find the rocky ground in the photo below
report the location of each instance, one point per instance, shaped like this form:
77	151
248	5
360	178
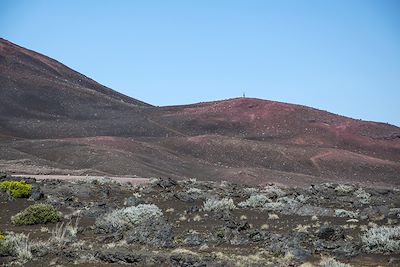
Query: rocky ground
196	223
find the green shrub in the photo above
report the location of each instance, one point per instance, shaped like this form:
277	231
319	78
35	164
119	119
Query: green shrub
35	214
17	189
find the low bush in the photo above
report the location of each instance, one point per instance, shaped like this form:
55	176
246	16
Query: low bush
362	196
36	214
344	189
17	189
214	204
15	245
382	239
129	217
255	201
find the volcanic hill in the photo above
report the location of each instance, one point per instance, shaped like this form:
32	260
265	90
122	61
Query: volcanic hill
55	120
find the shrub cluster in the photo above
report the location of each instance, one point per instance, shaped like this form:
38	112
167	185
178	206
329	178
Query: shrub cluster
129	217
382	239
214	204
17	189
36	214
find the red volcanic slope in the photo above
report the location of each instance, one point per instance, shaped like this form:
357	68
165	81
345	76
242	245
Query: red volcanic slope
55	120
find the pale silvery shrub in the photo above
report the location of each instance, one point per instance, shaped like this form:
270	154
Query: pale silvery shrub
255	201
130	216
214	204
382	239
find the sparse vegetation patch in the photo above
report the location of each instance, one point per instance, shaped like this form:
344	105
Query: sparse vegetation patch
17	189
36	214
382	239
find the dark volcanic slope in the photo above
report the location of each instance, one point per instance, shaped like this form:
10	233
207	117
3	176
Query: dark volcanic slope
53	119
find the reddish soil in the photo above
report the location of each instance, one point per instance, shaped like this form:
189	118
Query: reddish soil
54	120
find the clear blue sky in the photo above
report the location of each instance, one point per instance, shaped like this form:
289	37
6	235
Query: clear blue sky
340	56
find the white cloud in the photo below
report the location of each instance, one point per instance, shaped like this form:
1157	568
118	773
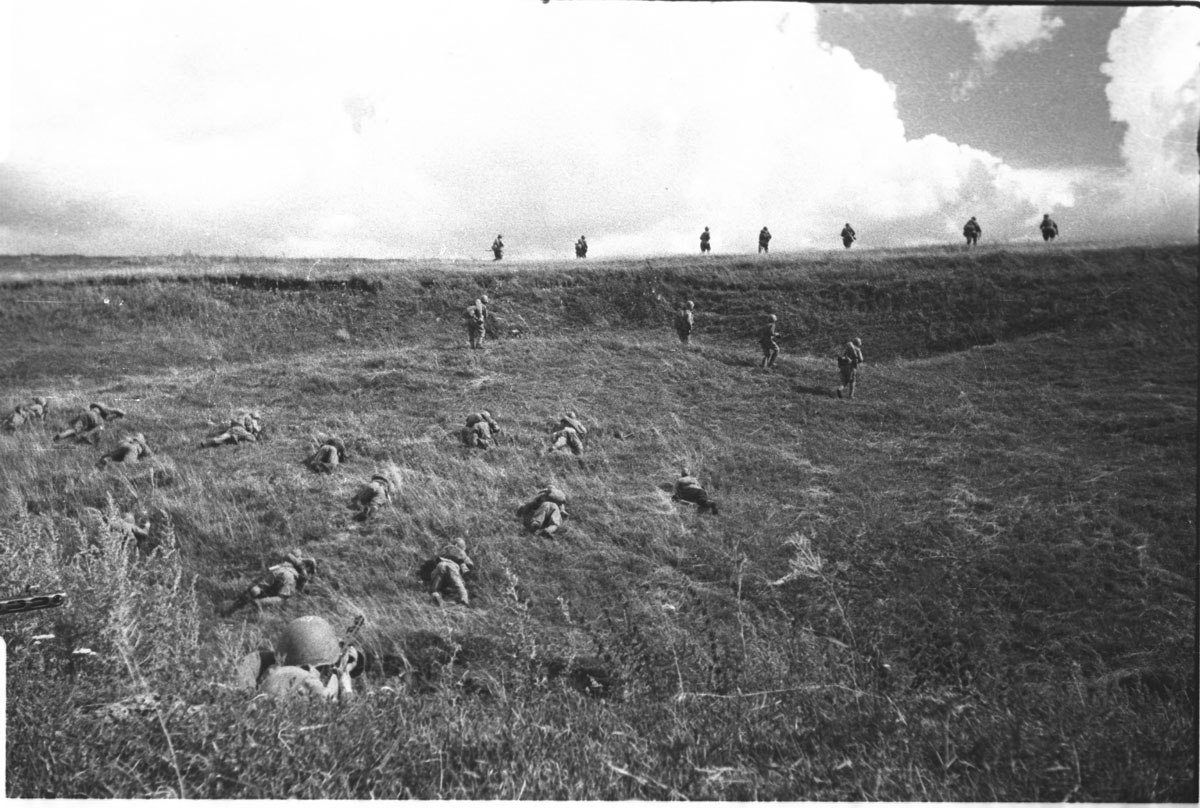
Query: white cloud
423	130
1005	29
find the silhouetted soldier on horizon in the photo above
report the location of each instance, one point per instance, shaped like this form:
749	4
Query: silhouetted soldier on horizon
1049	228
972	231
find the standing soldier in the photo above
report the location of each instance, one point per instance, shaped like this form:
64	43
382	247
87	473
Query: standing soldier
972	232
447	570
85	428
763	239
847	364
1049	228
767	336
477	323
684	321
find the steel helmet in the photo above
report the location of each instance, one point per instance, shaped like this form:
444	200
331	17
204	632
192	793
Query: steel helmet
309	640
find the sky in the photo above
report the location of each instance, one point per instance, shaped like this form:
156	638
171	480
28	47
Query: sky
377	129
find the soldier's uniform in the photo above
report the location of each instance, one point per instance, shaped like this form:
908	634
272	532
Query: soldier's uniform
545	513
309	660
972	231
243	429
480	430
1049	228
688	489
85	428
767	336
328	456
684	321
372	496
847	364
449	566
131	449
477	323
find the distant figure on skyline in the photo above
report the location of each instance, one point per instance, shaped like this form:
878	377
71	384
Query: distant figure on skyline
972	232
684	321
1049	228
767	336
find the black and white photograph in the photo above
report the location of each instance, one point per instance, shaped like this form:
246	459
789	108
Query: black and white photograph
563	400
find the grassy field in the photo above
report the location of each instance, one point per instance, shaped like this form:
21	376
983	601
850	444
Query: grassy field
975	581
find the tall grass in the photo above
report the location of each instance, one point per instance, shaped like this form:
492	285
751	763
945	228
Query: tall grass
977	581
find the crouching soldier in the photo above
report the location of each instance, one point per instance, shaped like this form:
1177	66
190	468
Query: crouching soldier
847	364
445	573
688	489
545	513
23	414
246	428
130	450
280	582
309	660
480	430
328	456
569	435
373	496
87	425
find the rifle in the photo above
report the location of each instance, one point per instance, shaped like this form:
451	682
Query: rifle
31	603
□ □ □ □ □ □ □
## EXERCISE AIM
Rescale the lines from the one containing "find the rifle in the photo above" through the last line, reproducing every line, requests included. Multiply each answer coordinate by 0.9 and round it to a whole number, rounding halves up, but leave the numbers in the requests and their format samples unchanged.

## RESULT
find the rifle in the photo above
report the location of each instance, one point per instance, shaped like this form:
451	682
Query: rifle
28	543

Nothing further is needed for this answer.